----- Textauszug

Den Gelben Fluss, der sich durch das mittlere China schlängelt, querten wir mehrfach.

Gelber Fluss
Nach dieser langen Fahrt über die Ebenen und hügeligen Landschaften, hielt plötzlich der Zug.

Terrassenlandschaften
Wir bemerkten, dass eine zweite Lok zum
Schieben angekoppelt wurde. Nicht ahnend was das bedeuten sollte, sagte
Djin während der Fahrt zu mir, dass wir einen Höhenzug überwinden
müssten. Wir hatten keine Vorstellung von dem was kommt.
Dazu muss ich geografisch etwas einfügen: von Kirgistan erstreckt
sich das
"Tian-Shan-Gebirge", dort bis über 7000 m hoch, bis nach
Mittelchina, wo es abflacht.
Der Zug fuhr sehr langsam bergauf. Nach einiger Zeit hatte ich das Gefühl,
wir würden immer um den gleichen Berg herum fahren. Djin kam zu mir
und meinte ich soll einmal zum Fenster hinausschauen, dies tat ich ohnehin,
bemerkte aber nicht, was unter meinen Augen geschah. Wir hatten einige
Tunnel durchfahren, ich sah nach unten und bemerkte dass wir einige Etagen
höher fuhren. Nach unten schauend sah ich bereits 4-5 Etagen mit
Gleisen und - wir hatten Glück – am Fuße des Berges fuhr
bereits ein anderer Zug die Höhe hinauf.
Dieser Anblick, nunmehr in einer Höhe von über 1000m, die unter
uns liegenden Etagen zu sehen war faszinierend und beeindruckend. Das
hatte ich so noch nie gesehen. Die Tunnel, die Gleise, von oben sah alles
aus wie in einem Spielzeugland. Das Gesehene realistisch zu schildern
ist kaum möglich, das muss man selber erlebt haben.
Auf dem Kamm, oder besser: auf dem Pass angekommen, hielt der Zug. Wir
hatten eine Höhe von über zweitausend Metern erreicht. Wenn
ich mich richtig erinnere, stand an der Seite eine Tafel mit der Höhenangabe.
Es waren 2022 Meter!

----------
----- Dargestellte Angaben

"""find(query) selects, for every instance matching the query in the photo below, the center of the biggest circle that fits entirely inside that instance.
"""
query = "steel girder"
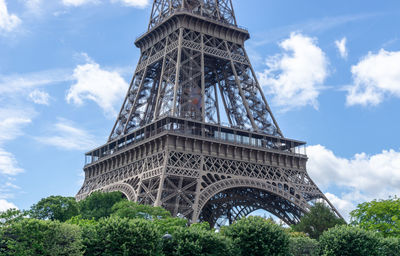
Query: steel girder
(205, 187)
(193, 75)
(193, 66)
(217, 10)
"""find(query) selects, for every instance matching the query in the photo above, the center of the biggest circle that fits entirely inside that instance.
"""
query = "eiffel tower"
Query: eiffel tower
(195, 134)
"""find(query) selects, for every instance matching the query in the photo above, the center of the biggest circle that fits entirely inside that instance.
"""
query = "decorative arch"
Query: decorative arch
(285, 205)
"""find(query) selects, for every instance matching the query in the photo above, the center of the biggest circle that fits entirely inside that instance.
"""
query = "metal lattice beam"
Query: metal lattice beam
(170, 145)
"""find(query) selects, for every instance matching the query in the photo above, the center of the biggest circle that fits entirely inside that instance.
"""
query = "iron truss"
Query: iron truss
(195, 134)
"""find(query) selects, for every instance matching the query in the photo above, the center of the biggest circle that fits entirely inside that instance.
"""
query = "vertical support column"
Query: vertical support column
(223, 98)
(246, 105)
(262, 94)
(156, 110)
(203, 82)
(198, 187)
(178, 71)
(162, 179)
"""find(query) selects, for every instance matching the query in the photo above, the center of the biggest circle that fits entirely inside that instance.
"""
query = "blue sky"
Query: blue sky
(330, 70)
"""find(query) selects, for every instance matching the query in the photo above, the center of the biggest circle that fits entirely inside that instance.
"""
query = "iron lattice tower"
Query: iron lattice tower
(195, 134)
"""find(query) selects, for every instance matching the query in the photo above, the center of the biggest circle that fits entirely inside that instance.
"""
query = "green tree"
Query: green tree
(99, 205)
(55, 208)
(10, 216)
(390, 246)
(169, 225)
(197, 241)
(317, 220)
(30, 237)
(131, 210)
(382, 216)
(119, 237)
(303, 246)
(349, 241)
(256, 236)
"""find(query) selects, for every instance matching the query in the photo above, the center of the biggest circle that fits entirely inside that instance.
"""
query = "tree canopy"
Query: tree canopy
(99, 205)
(382, 216)
(317, 220)
(55, 208)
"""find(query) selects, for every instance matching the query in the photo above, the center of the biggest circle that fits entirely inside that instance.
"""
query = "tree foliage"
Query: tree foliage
(317, 220)
(99, 205)
(131, 210)
(38, 237)
(382, 216)
(257, 236)
(197, 241)
(303, 246)
(349, 241)
(10, 216)
(390, 246)
(120, 236)
(55, 208)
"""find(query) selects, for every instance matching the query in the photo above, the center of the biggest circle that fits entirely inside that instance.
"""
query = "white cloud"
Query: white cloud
(11, 124)
(375, 76)
(105, 88)
(362, 177)
(8, 22)
(20, 83)
(5, 205)
(295, 77)
(133, 3)
(341, 46)
(40, 97)
(78, 2)
(66, 135)
(8, 164)
(12, 121)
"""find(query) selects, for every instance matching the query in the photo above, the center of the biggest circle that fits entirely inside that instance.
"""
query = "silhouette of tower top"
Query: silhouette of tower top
(218, 10)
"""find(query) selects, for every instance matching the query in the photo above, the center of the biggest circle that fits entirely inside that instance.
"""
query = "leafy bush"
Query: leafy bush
(131, 210)
(39, 237)
(303, 246)
(382, 216)
(169, 225)
(197, 241)
(55, 208)
(116, 237)
(319, 219)
(98, 205)
(390, 246)
(10, 216)
(349, 241)
(256, 236)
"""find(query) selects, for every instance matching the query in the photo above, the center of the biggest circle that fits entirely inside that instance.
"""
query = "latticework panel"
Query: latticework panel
(218, 10)
(195, 76)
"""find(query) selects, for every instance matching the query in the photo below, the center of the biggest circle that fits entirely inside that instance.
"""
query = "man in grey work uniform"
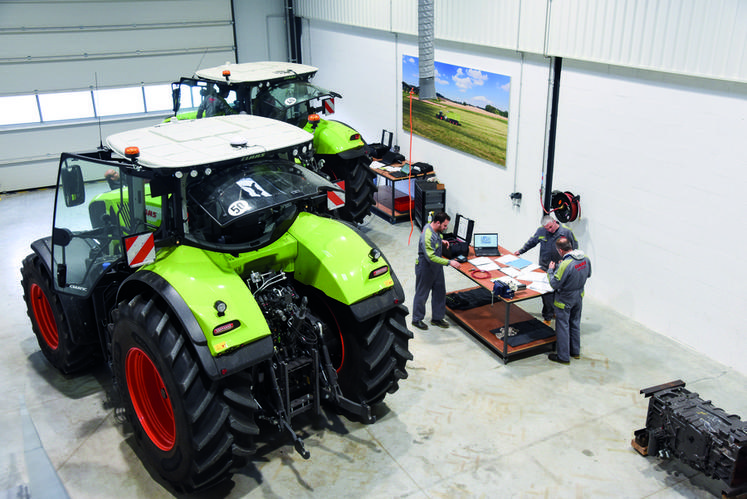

----------

[Aufgabenstellung A]
Suchen Sie in den Datensätzen jede Zeile heraus, in der das Wort „decorative“ vorkommt, und schreiben Sie diese Zeilen ab.
[Aufgabenstellung B]
Schreiben Sie, wie der Reisebericht über die Zugfahrt durch China nach seinem letzten Satz weitergeht.
Textauszug und Datensätze hängen inhaltlich nicht zusammen.

[Schriftliche Antwort A]
query = "decorative arch"
Query: decorative arch

[Schriftliche Antwort B]
Der Pass im "Tian Shan" - Händler in 2000 Meter
Höhe
Was dann geschah, übertraf wieder alles was wir bis dahin erlebt
hatten.
Auf der Haltestation, es gab keinen Bahnhof, standen längst des Bahnsteiges
in einer Reihe, mindestens 40 - 50 Frauen, Kinder und Männer mit
Früchten vor ihren Füßen. Sie hatten diese auf Tüchern
ausgebreitet und einfach auf dem Boden ausgelegt. Gurken, Kürbisse,
Melonen jeglicher Art und Größe und andere exotische Früchte
die wir nicht kannten. Ich bin nicht sicher ob das als essbares Gemüse,
oder Obst bezeichnet werden kann. Bei wärmeren Temperaturen eine
erfrischend, gut schmeckende Frucht.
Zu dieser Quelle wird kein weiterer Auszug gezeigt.